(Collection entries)
* * * * * * * * *

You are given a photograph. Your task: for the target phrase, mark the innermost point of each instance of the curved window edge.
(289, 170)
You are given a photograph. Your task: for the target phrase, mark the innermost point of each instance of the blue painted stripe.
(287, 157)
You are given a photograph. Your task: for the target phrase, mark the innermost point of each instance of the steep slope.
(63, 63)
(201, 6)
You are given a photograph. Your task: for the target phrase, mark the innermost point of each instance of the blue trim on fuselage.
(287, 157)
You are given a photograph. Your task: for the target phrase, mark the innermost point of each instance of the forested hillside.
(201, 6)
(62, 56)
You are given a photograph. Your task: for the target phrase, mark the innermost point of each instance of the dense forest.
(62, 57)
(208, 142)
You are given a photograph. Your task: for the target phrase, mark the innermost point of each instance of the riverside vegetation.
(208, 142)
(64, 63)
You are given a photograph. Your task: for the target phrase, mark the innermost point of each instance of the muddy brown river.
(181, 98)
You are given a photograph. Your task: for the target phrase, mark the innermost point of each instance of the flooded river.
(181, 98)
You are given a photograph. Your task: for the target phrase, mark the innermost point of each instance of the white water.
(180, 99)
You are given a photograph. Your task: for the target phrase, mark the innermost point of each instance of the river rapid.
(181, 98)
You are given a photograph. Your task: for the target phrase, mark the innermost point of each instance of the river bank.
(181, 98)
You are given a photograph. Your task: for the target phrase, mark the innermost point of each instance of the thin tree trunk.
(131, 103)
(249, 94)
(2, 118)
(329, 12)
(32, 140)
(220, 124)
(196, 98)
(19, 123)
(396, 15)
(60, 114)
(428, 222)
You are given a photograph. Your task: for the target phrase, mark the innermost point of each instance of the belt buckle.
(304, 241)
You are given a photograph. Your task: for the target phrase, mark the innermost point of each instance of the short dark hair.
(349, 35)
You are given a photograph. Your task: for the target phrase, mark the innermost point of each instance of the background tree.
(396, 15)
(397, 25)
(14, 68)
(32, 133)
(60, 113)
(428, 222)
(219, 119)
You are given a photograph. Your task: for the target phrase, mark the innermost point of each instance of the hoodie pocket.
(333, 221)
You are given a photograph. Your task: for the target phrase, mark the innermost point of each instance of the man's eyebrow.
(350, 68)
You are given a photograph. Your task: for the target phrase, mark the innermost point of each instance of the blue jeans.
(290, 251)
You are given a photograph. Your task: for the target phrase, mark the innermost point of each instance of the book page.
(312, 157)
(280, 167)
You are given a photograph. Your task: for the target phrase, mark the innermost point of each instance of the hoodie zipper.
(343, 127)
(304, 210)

* * * * * * * * *

- SET PROBLEM -
Repeat all the entries word for word.

- EXERCISE SOLUTION -
You are given a photograph. Your task: for the target phrase, mark the innermost point of each instance of the curved window edge.
(289, 170)
You are given a photograph. Your task: for the target phrase, mark the innermost point of each instance of the blue painted stripe.
(287, 157)
You are given a photograph. Your task: for the target phrase, mark the innermost point of each instance of the steep slope.
(63, 63)
(201, 6)
You are given a photograph. Your task: for the target phrase, mark the innermost point of each instance of the blue trim on fuselage.
(287, 157)
You are given a photograph. Your task: for the target phrase, mark the innermost point of each instance of the forested hillside.
(201, 6)
(62, 56)
You are given a photograph. Your task: for the target phrase, mark the innermost point of each instance of the dense forest.
(62, 57)
(208, 142)
You are given a photograph. Your task: for the target phrase, mark the innermost point of each instance of the riverside vegetation.
(208, 142)
(64, 63)
You are given a photograph. Your task: for the target phrase, mark the innermost point of each instance of the muddy brown river.
(181, 98)
You are given a photograph. Your task: for the target phrase, mark the innermost point of each instance of the flooded river.
(181, 98)
You are given a photograph. Your task: for the target phrase, mark the innermost point of each instance of the white water.
(180, 99)
You are given a photograph. Your task: for the target phrase, mark the innermost point of each instance of the river rapid.
(181, 98)
You are given a photograph. Your task: for the target phrase, mark the innermost point of each instance of the river bank.
(181, 98)
You are given a photograph. Your task: for the target phrase, mark the innermost point of each instance of the thin tree trunk.
(131, 103)
(249, 94)
(2, 118)
(329, 12)
(32, 140)
(220, 124)
(196, 98)
(19, 123)
(396, 15)
(60, 114)
(428, 222)
You are given a photograph. Your task: for the target phrase, mark the innermost point of each instance of the belt buckle.
(304, 241)
You are given a photograph. Your task: for the target phrase, mark the innermost point of each instance of the short dark hair.
(349, 35)
You are given a photograph. Your task: for the target phrase, mark the innermost point of each instance of the background tree.
(396, 15)
(397, 25)
(14, 68)
(32, 133)
(60, 113)
(428, 222)
(219, 119)
You are given a photograph. Your task: for the target phrase, mark the innermost point of each instance of the hoodie pocket.
(333, 221)
You are given a photograph. Your task: for the target phrase, mark the innermost point of each instance of the man's eyebrow.
(350, 68)
You are given a photograph. Your task: for the target phrase, mark the innermost point of each instance of the blue jeans.
(290, 251)
You are given a photograph. Your task: for the target phrase, mark the innermost point of each instance of the book page.
(312, 157)
(280, 167)
You are given a photograph. Your task: for the target phrase, mark the innermost point of each instance of the hoodie zipper.
(343, 127)
(304, 210)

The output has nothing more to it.